**Requirement**
Present every line of the records below as a Markdown table with the columns "No." and "Line", numbering the rows and omitting blank lines. Exclude the pictures from the table.

== == ==

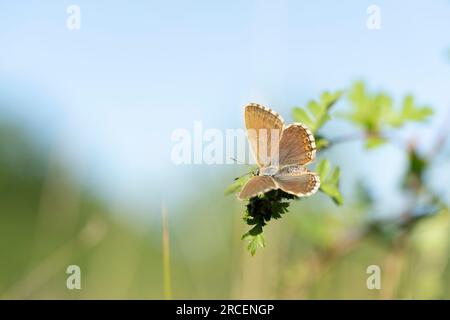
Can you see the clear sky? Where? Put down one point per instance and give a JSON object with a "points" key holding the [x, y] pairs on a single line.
{"points": [[110, 94]]}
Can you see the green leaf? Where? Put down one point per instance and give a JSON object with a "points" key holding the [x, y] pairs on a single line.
{"points": [[300, 115], [374, 142], [316, 113], [329, 182], [255, 242], [321, 143], [375, 111]]}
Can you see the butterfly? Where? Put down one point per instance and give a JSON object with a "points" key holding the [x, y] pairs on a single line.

== == ==

**Finished answer**
| No. | Line |
|---|---|
| 1 | Can you see the clear sky? Where? Put down one point per instance and give a JSON object with a "points" key holding the [x, y] pairs on a single line. |
| 2 | {"points": [[110, 94]]} |
| 3 | Can you see the green leaf? Where? Put down one point per instance and give a JSON object with a "points" key holding the [x, y] pairs on a single line. |
| 4 | {"points": [[300, 115], [374, 142], [316, 113], [329, 182], [255, 242], [321, 143], [375, 111]]} |
| 5 | Can you see the butterfly? Where? Put down one point per instance and give a JSON object with a "points" key holding the [x, y] pairs on a single line. |